* _Direction_: Would you write out the entries below, every one of them, exactly?

* _Input for this task_:
▶

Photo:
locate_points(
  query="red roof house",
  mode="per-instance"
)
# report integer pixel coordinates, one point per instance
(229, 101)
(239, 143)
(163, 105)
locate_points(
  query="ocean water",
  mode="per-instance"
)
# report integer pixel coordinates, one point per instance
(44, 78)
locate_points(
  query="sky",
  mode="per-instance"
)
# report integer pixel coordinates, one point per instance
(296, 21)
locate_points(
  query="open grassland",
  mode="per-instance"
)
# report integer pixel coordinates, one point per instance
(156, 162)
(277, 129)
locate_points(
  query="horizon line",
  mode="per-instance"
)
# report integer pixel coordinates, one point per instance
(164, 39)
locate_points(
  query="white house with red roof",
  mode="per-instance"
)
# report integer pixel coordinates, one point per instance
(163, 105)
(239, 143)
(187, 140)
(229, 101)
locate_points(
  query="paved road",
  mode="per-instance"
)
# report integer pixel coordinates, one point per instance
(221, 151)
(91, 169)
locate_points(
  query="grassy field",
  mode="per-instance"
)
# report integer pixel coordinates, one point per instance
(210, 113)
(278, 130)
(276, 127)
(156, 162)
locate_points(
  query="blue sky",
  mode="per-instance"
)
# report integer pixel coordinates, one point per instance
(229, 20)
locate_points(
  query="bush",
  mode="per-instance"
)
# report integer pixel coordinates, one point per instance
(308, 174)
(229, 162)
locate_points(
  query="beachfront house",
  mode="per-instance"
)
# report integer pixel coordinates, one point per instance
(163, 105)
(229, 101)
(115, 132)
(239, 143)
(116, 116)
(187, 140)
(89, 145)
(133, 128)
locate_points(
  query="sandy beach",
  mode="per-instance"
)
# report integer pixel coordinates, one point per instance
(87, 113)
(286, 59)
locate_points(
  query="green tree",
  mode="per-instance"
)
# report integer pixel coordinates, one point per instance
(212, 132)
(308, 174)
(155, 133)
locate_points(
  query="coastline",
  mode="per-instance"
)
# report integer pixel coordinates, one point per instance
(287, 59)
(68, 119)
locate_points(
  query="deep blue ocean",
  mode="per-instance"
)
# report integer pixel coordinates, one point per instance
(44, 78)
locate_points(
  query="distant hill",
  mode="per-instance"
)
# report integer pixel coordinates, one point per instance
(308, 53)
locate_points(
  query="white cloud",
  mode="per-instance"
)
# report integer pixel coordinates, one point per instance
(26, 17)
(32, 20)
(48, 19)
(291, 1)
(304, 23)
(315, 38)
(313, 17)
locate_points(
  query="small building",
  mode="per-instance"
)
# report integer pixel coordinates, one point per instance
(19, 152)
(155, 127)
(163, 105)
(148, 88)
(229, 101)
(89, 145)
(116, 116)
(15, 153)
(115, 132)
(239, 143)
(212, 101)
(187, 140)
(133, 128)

◀

* _Problem solution_:
Photo:
locate_points(
  query="red roof house",
  mode="per-instance"
)
# report integer pixel coordinates, one point per instance
(229, 101)
(239, 143)
(163, 105)
locate_points(
  query="ocean water",
  mode="per-instance"
)
# report integer pixel coordinates, one point per instance
(44, 78)
locate_points(
  query="sky",
  mode="per-instance"
)
# report integer pixel coordinates, one point per instance
(296, 21)
locate_points(
  query="open grassland",
  mode="per-instance"
)
# report integer pixel coordinates, one point per instance
(156, 162)
(277, 129)
locate_points(
  query="horizon line",
  mode="per-instance"
)
# report integer pixel coordinates, one point per instance
(164, 39)
locate_points(
  query="white house with red roof",
  mode="per-instance"
)
# report integer pixel coordinates, one point per instance
(163, 105)
(239, 143)
(187, 140)
(229, 101)
locate_points(
  query="paved road",
  mode="per-instance"
)
# report integer pixel coordinates, one point per instance
(221, 151)
(91, 169)
locate_points(
  query="grassy field",
  mode="per-instance"
)
# report integer pixel coordinates, one point per instance
(210, 113)
(278, 130)
(276, 127)
(156, 162)
locate_points(
  query="blue sky",
  mode="per-instance"
)
# report integer pixel coordinates, one point per instance
(229, 20)
locate_points(
  query="bush",
  mode="per-instance"
)
# report integer pixel coordinates, one point per instance
(308, 174)
(229, 162)
locate_points(
  query="beachfront house",
  mode="per-instance"
)
# report integer pixel coordinates, one point per instance
(163, 105)
(229, 101)
(115, 132)
(239, 143)
(116, 116)
(187, 140)
(89, 145)
(133, 128)
locate_points(
  query="sandy beach",
  mode="per-instance"
)
# report integer pixel coordinates, one point per instance
(87, 113)
(286, 59)
locate_points(
  query="green tree",
  mode="per-instance"
)
# report integer pixel coordinates, one point per instance
(212, 132)
(308, 174)
(155, 133)
locate_points(
  query="coastline",
  mode="per-instance"
)
# report integer pixel coordinates, one point per instance
(287, 59)
(68, 119)
locate_points(
  query="deep blue ocean",
  mode="per-instance"
)
# report integer pixel coordinates, one point per instance
(44, 78)
locate_points(
  query="distant hill",
  mode="per-instance"
)
# report integer pixel coordinates, one point per instance
(308, 53)
locate_points(
  query="white cloud",
  mode="per-instance"
)
# report integer pixel coordinates, one point per instance
(26, 17)
(32, 20)
(48, 19)
(291, 1)
(304, 23)
(315, 38)
(313, 17)
locate_points(
  query="small building",
  mode="per-instance"
)
# report integer pixel coordinates, one point per instance
(19, 152)
(155, 127)
(163, 105)
(148, 88)
(229, 101)
(89, 145)
(116, 116)
(15, 153)
(115, 132)
(239, 143)
(212, 101)
(187, 140)
(133, 128)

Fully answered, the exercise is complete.